** Start Data for processing **

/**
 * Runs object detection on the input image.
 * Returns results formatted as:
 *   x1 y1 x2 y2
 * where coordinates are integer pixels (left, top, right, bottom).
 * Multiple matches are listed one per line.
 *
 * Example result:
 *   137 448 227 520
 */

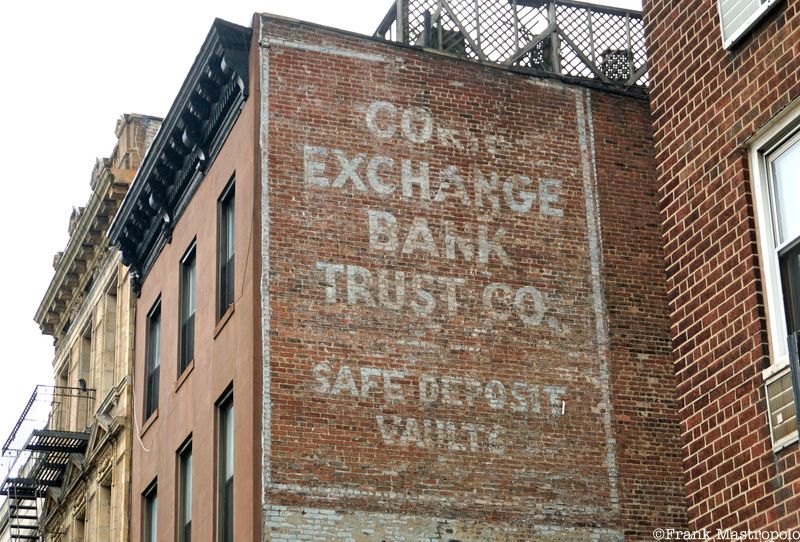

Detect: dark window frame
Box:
216 181 236 322
178 240 197 377
215 388 236 542
142 479 158 542
144 298 161 421
175 436 193 542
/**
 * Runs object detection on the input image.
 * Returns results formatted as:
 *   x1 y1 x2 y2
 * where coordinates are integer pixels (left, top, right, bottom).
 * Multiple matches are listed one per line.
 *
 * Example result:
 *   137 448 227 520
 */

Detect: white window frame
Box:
717 0 782 49
750 100 800 379
748 99 800 453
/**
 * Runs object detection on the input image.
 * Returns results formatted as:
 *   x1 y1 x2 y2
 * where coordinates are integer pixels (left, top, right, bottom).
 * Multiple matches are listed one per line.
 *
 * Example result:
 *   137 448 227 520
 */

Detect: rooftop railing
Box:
375 0 648 91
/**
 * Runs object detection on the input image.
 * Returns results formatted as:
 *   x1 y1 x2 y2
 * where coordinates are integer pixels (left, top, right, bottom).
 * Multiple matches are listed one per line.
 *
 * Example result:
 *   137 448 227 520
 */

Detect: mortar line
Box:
575 87 620 514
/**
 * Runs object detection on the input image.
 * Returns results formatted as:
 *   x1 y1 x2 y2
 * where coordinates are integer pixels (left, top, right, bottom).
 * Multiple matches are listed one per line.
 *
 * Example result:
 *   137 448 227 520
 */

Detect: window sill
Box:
140 409 158 437
214 303 236 339
772 431 800 454
761 357 789 382
174 360 194 393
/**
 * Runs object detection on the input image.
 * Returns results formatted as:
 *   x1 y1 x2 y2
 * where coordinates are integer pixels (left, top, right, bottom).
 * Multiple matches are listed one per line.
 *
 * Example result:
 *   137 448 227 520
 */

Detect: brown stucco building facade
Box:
112 21 261 541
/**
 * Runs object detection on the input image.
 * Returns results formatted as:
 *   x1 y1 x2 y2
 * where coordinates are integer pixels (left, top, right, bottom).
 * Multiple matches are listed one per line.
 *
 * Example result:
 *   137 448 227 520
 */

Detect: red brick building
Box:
254 8 684 540
112 0 685 542
644 0 800 531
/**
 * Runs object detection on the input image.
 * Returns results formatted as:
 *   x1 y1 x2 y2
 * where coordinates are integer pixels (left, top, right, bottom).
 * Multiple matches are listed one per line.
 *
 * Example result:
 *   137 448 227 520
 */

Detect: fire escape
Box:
0 385 95 540
375 0 648 91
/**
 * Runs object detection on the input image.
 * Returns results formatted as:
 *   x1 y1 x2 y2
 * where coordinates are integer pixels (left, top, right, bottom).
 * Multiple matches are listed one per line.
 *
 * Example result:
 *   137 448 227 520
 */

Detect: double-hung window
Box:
751 107 800 451
217 181 236 320
178 245 197 376
144 302 161 420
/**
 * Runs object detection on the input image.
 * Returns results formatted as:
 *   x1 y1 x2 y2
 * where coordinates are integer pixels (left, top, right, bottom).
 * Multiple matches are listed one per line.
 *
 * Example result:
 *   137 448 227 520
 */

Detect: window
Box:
753 125 800 366
217 181 235 319
717 0 780 49
217 393 233 542
178 245 197 376
144 302 161 420
142 482 158 542
178 440 192 542
751 106 800 452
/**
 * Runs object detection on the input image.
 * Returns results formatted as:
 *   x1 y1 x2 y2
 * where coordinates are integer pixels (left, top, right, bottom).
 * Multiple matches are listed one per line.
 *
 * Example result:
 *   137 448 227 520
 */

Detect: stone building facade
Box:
0 115 160 542
644 0 800 532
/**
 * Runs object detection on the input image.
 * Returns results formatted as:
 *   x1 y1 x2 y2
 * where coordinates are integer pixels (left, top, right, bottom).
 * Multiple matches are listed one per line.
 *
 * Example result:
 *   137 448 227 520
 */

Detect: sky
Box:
0 0 641 452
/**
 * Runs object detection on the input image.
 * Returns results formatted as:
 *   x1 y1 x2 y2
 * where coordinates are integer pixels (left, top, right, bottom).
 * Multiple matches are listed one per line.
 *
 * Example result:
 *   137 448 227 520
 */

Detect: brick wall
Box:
644 0 800 530
257 16 685 541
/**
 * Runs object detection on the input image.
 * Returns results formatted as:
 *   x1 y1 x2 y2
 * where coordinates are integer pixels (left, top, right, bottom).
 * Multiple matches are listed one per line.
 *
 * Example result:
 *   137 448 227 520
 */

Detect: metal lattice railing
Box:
375 0 648 88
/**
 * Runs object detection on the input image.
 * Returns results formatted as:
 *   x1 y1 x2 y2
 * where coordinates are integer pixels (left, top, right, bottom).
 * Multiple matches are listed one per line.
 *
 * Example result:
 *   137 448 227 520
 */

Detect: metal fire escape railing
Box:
0 386 95 540
375 0 648 91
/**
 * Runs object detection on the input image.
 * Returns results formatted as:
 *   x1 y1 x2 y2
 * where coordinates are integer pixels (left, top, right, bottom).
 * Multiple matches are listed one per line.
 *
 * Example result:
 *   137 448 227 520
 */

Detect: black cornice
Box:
109 19 251 293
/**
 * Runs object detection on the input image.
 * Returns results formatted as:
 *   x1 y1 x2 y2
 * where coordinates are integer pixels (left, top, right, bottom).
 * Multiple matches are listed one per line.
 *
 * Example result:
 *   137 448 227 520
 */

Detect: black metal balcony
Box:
375 0 648 93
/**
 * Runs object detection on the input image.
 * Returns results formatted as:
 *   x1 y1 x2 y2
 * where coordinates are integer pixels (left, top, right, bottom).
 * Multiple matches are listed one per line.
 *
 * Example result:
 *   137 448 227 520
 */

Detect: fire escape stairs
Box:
0 429 89 540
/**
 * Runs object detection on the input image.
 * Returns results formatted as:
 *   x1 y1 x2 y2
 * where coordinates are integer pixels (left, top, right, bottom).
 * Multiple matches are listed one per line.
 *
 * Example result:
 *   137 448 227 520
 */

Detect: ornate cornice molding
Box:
109 19 251 294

** End Data for processing **

Task to carry out:
From the material above, copy each line containing the word "facade", matching case exactly.

Result for this task:
Detect: brown stucco building facade
Detect: stone building facade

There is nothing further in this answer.